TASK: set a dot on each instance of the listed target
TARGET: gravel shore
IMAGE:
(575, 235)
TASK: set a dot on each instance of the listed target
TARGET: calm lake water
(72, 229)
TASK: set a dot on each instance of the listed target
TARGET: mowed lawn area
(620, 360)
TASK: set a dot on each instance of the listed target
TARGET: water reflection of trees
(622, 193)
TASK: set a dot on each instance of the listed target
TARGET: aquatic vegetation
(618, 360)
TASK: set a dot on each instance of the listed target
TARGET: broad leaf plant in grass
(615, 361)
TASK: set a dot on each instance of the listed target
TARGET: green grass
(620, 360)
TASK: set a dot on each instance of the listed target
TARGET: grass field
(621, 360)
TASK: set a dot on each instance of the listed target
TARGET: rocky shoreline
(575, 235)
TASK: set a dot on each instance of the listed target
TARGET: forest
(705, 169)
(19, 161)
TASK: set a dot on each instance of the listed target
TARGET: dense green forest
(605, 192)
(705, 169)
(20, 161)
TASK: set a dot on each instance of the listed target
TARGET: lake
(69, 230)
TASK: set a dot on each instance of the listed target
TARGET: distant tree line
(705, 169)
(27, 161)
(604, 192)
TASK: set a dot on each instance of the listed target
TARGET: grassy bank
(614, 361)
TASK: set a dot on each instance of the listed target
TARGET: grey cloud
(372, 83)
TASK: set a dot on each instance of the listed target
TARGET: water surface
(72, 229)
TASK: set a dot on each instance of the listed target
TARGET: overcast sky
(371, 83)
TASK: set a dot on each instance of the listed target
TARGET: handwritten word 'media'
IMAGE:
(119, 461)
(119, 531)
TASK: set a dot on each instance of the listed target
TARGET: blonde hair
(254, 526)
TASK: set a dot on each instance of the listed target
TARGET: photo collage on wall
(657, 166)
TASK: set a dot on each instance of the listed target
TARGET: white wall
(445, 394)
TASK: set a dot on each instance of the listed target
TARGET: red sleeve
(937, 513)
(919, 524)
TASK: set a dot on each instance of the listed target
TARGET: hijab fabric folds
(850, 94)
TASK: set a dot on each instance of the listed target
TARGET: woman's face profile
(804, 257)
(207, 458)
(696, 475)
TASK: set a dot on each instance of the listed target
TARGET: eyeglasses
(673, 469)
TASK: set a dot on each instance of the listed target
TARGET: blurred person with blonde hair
━━━━
▶ _What the task asks_
The records above must be repeated exactly, every one of them.

▶ _Answer to the task_
TASK: set a dot on each instance of the listed target
TARGET: gravel shore
IMAGE:
(575, 235)
TASK: set a dot on each instance of the listed target
TARGET: calm lake water
(72, 229)
TASK: set a dot on each instance of the listed target
TARGET: mowed lawn area
(620, 360)
TASK: set a dot on each instance of the listed target
TARGET: water reflection of trees
(622, 193)
TASK: set a dot on each instance of the listed target
TARGET: aquatic vegetation
(618, 360)
TASK: set a dot on each instance of the listed target
TARGET: broad leaf plant in grass
(615, 361)
TASK: set a dot on each instance of the listed target
TARGET: green grass
(620, 360)
TASK: set a dot on each instance of the listed target
TARGET: grass field
(621, 360)
TASK: set a dot on each instance of the listed target
TARGET: rocky shoreline
(575, 235)
TASK: set a dot on each instance of the listed target
TARGET: forest
(705, 169)
(19, 161)
TASK: set a dot on each instance of the listed target
TARGET: dense green forest
(605, 192)
(705, 169)
(20, 161)
TASK: set a dot on each instance of the listed target
TARGET: lake
(69, 230)
TASK: set a dot on each instance of the listed target
TARGET: distant tree line
(705, 169)
(27, 161)
(604, 192)
TASK: set a dot on each instance of the listed target
TARGET: grassy bank
(614, 361)
TASK: set a dot on each instance of the listed target
TARGET: grey cloud
(372, 83)
TASK: set a dot on each instance of the listed target
TARGET: water surface
(72, 229)
TASK: set a dot on each instance of the listed target
TARGET: overcast sky
(371, 83)
TASK: set a dot on each instance of the listed target
TARGET: handwritten word 'media'
IMAGE:
(119, 461)
(119, 531)
TASK: set a dot on each instance of the listed target
TARGET: blonde hair
(254, 526)
TASK: set a dot on each instance of the listed target
TARGET: photo collage on wall
(657, 166)
TASK: set a dot on each instance of the listed target
TARGET: white wall
(445, 394)
TASK: set a dot on each instance of the listed target
TARGET: red sleeve
(937, 513)
(919, 524)
TASK: set a dot on each instance of the listed target
TARGET: hijab fabric folds
(850, 94)
TASK: set a dot on each instance of the listed target
TARGET: woman's face profile
(804, 257)
(207, 458)
(696, 475)
TASK: set a dot on each instance of the listed target
TARGET: eyeglasses
(673, 469)
TASK: set a dot on each instance of the listed target
TARGET: blurred person with blonde hair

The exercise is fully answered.